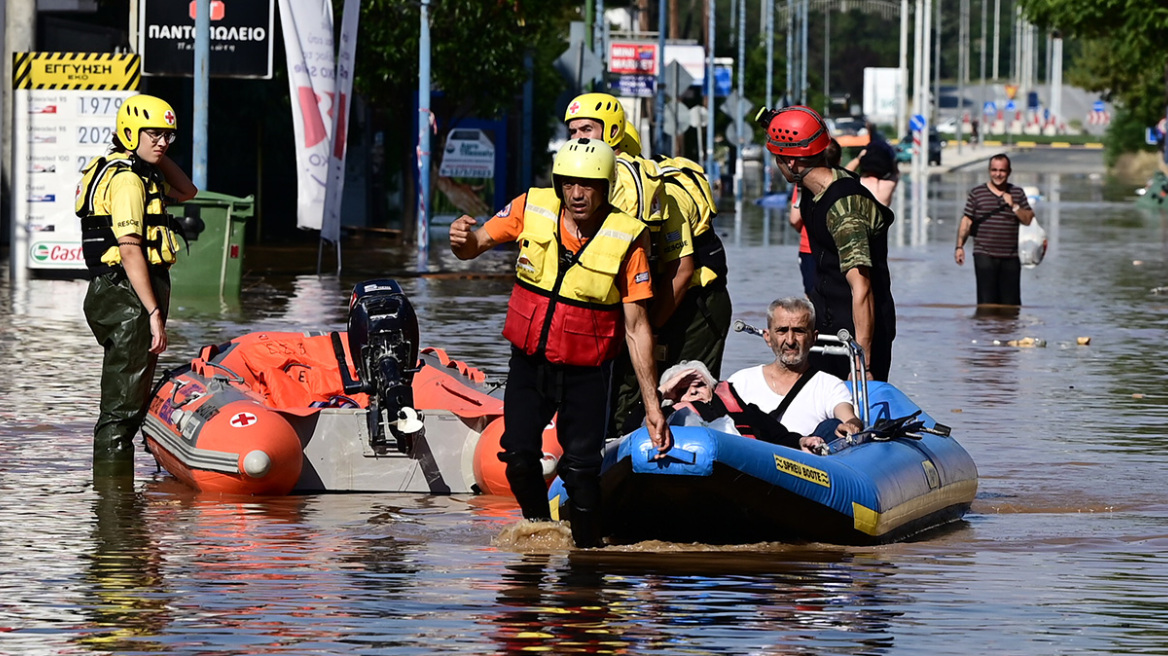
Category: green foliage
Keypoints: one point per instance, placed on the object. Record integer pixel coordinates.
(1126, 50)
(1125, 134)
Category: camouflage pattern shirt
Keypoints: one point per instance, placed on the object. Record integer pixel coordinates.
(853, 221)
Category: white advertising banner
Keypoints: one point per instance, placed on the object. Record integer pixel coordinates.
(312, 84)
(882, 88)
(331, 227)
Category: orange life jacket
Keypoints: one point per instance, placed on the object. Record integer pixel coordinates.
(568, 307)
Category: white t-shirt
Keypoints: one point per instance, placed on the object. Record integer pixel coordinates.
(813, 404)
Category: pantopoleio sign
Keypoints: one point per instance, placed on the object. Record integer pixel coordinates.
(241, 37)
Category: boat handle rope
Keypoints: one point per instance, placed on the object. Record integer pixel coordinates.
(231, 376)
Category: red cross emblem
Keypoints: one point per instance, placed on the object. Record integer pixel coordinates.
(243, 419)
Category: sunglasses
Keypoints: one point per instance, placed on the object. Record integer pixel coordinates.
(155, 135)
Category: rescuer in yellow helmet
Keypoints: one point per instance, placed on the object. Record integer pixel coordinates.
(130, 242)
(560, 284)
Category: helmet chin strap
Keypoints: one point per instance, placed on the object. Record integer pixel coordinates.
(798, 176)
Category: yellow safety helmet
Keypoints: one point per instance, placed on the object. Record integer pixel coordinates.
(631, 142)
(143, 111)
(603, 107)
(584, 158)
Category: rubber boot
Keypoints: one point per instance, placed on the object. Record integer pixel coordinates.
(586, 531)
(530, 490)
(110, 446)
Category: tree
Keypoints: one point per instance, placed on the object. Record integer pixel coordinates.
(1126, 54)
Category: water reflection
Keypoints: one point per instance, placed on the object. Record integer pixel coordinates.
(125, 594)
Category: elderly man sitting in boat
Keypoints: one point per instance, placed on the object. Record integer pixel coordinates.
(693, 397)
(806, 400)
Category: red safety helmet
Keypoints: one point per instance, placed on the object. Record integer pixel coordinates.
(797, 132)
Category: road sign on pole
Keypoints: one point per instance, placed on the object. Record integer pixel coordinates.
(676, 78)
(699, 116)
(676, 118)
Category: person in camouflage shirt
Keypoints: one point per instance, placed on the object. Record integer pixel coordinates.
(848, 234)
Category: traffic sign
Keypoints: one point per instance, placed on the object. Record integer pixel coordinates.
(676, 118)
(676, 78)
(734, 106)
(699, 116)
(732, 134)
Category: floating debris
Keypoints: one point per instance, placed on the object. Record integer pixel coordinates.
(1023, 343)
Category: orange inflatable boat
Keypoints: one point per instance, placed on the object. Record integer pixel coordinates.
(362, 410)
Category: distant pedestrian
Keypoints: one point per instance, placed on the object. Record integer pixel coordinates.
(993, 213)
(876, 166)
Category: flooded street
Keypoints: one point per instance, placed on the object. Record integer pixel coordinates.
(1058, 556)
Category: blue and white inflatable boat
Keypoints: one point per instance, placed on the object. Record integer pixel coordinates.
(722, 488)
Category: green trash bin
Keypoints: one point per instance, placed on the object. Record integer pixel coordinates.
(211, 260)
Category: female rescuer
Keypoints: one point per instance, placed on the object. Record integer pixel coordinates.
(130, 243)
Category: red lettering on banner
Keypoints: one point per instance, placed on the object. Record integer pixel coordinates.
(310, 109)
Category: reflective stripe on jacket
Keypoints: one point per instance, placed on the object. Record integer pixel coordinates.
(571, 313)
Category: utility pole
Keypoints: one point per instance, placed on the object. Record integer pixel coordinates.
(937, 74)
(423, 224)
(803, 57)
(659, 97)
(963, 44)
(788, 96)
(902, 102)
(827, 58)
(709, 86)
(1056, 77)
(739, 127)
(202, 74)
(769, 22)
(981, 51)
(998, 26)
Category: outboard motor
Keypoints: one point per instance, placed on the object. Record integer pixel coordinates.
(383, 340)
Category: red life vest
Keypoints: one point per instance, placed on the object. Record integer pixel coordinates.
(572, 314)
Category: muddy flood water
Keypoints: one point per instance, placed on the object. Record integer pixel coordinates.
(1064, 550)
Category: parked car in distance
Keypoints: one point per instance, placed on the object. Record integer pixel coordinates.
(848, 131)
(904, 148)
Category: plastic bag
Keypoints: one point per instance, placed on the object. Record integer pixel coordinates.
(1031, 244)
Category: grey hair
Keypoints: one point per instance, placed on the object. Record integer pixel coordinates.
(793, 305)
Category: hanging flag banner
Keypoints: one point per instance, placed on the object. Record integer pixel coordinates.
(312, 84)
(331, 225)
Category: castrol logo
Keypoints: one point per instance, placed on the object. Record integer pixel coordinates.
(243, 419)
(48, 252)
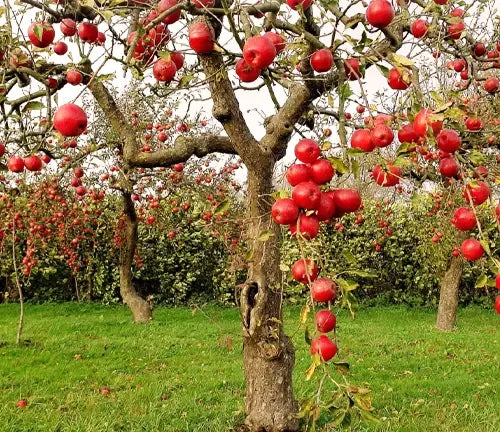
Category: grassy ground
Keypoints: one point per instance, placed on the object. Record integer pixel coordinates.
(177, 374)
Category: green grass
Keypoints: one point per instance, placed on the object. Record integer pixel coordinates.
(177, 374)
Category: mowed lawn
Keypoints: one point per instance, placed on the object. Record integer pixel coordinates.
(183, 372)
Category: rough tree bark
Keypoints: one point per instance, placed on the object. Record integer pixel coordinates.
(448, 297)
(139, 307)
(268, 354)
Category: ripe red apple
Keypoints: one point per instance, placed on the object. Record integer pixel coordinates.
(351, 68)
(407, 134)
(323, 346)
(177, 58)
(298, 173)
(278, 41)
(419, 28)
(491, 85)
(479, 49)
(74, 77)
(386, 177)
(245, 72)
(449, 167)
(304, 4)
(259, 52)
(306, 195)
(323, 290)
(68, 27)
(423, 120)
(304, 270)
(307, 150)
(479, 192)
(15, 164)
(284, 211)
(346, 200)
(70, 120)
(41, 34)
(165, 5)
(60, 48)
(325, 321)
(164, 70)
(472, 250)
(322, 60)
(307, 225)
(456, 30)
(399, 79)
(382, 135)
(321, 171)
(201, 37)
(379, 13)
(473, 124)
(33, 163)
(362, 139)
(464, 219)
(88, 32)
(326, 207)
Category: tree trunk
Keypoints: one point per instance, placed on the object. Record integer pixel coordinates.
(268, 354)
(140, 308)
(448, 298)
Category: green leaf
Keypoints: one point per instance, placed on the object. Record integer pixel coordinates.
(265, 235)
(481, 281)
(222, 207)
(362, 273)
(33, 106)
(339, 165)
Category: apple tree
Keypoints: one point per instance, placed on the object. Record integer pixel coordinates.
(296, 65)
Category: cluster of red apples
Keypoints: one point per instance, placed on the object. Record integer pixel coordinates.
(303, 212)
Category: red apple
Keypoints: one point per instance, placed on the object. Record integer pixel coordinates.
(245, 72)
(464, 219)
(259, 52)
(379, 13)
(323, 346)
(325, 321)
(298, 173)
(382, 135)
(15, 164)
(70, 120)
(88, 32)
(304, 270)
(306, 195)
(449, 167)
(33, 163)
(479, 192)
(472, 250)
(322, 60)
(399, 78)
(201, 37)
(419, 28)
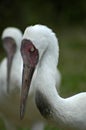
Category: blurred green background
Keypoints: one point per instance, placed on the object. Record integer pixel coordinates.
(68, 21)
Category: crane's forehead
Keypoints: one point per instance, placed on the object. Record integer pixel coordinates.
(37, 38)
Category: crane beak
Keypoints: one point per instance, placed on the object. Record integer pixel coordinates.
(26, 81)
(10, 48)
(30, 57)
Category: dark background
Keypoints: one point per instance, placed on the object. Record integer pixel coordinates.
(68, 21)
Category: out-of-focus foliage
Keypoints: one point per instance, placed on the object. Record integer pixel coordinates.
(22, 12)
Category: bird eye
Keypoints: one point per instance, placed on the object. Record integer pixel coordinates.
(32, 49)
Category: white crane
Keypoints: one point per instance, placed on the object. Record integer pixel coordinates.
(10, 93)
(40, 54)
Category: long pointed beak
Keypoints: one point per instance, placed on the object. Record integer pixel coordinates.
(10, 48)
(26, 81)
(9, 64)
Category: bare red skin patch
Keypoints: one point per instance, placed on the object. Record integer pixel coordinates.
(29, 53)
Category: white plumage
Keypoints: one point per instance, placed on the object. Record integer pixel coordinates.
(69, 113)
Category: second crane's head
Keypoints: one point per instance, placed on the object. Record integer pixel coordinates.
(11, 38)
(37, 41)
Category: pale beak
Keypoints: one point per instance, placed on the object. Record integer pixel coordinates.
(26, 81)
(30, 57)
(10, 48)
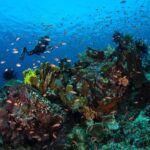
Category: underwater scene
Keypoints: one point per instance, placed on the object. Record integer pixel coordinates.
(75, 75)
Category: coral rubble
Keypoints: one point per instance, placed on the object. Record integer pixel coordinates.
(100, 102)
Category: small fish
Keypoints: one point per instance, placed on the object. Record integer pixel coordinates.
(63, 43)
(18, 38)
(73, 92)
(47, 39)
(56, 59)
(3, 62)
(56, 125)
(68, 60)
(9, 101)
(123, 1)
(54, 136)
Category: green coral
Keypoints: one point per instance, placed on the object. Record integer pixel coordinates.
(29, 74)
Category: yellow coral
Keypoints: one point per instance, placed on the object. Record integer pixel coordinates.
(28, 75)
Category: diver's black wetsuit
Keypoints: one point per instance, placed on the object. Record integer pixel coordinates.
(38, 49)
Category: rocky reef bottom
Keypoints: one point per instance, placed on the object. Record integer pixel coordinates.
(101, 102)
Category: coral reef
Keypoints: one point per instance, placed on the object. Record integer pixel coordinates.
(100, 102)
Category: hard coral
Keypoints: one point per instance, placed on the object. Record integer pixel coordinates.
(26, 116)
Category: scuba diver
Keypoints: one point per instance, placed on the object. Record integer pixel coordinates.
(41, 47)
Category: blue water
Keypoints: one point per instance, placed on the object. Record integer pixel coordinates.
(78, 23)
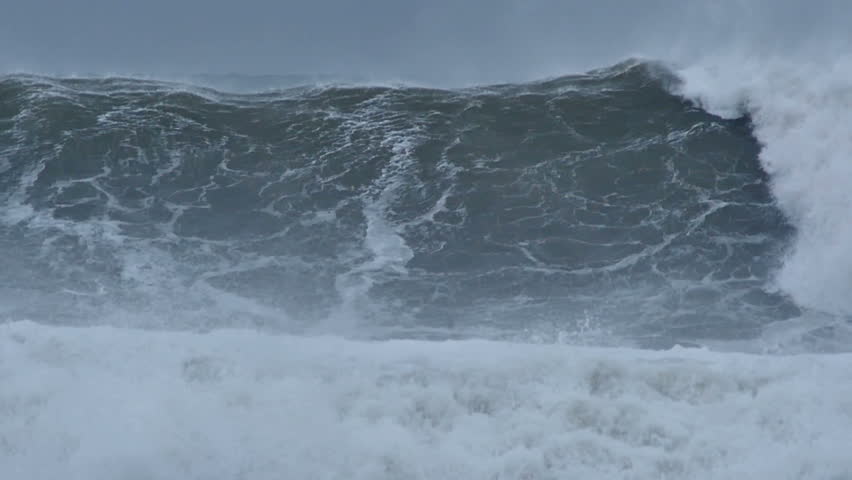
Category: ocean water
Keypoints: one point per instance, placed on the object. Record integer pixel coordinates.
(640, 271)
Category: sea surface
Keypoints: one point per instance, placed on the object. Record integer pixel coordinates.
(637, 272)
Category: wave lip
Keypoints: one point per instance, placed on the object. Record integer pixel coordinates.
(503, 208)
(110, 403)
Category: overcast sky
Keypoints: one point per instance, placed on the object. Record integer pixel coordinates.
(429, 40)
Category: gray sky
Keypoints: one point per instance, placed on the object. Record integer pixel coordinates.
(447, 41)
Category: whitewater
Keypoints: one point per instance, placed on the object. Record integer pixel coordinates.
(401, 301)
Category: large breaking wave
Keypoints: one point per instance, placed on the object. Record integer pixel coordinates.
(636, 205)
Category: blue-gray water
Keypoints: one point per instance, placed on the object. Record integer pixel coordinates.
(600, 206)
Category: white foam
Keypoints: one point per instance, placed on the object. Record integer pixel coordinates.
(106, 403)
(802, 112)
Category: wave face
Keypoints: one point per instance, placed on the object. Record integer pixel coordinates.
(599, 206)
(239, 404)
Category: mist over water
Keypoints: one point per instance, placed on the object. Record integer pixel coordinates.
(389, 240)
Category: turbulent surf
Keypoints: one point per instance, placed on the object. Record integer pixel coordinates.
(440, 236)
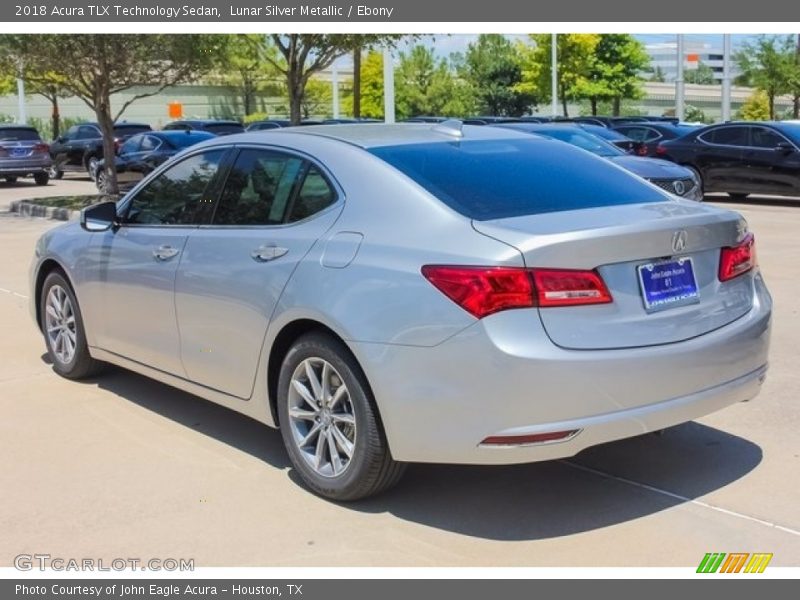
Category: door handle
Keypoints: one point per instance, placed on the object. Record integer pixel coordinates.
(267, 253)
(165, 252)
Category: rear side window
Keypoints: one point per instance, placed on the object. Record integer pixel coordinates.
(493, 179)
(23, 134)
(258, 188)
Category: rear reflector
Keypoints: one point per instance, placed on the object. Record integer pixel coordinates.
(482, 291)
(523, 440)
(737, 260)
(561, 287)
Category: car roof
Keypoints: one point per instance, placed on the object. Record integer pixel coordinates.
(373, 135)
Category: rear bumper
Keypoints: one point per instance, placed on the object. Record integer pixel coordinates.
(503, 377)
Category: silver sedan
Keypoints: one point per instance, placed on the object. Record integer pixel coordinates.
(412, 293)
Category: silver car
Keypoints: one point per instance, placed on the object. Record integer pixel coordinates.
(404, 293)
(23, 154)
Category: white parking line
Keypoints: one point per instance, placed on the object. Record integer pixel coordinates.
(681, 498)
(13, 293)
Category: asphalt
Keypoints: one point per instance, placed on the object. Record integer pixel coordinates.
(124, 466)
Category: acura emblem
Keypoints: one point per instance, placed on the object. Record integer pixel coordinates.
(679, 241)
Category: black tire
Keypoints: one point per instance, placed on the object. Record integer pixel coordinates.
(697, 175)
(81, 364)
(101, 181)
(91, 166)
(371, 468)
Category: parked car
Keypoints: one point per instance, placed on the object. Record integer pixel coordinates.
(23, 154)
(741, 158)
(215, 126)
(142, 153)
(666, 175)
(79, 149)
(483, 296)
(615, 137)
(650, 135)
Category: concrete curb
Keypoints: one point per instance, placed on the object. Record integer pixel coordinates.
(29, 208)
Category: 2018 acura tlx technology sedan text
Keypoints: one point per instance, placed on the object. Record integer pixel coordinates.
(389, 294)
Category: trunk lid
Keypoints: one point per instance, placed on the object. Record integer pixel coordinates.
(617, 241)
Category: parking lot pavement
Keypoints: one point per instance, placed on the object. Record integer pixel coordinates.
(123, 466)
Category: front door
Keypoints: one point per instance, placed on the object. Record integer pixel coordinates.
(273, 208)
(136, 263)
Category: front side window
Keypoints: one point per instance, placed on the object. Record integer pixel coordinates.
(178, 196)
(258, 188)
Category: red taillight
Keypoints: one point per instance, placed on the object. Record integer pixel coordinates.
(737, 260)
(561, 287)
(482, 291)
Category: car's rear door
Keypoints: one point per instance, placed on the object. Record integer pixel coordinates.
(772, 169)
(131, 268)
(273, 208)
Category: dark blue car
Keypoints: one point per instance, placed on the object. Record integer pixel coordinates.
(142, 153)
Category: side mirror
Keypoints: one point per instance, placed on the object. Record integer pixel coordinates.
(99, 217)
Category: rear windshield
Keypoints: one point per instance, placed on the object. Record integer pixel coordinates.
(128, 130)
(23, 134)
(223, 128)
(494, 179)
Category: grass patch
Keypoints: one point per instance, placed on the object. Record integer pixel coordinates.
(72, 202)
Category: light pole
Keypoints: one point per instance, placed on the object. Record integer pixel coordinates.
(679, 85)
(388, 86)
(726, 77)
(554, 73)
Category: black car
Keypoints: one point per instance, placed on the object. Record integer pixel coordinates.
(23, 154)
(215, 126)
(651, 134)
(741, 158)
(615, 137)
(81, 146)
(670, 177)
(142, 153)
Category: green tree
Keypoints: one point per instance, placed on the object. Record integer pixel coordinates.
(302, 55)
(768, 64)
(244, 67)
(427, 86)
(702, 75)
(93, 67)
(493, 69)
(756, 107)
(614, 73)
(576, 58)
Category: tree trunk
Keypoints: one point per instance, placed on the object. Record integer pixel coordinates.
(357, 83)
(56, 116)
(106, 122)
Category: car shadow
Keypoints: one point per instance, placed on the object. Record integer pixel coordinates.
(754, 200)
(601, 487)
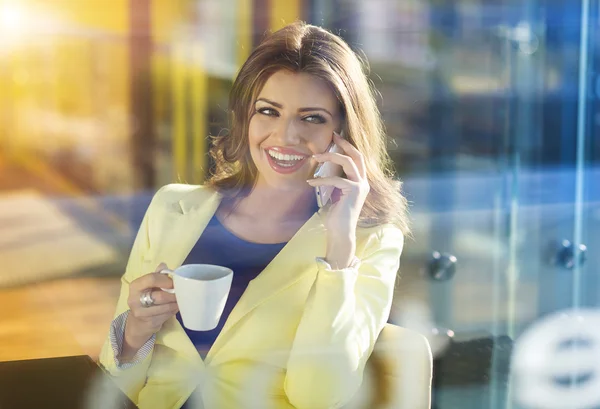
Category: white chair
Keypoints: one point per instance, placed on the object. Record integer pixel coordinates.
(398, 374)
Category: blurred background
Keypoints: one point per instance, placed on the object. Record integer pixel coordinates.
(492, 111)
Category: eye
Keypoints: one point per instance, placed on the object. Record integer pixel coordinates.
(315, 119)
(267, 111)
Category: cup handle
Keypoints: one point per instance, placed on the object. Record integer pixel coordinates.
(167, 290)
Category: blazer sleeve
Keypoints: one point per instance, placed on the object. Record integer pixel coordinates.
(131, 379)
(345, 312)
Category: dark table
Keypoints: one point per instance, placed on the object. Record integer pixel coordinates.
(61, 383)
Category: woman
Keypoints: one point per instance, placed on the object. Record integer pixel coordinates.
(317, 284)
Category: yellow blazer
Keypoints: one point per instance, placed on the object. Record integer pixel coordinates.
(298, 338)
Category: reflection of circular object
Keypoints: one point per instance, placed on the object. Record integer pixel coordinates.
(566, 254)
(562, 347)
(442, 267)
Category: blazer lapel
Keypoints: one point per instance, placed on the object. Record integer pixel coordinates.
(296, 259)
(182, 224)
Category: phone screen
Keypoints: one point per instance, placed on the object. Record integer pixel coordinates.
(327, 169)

====

Task brief:
Copy out everything in the material above from the line containing "Category: traffic sign" down to the line containing "(1023, 343)", keeping both of those lines and changing nothing.

Task solution:
Category: traffic sign
Keypoints: one point per instance, placed on the object. Record integer pixel coordinates.
(676, 118)
(676, 78)
(734, 106)
(699, 116)
(732, 134)
Category: floating debris
Keypoints: one point per instance, placed on the object. Record integer pixel coordinates.
(1023, 343)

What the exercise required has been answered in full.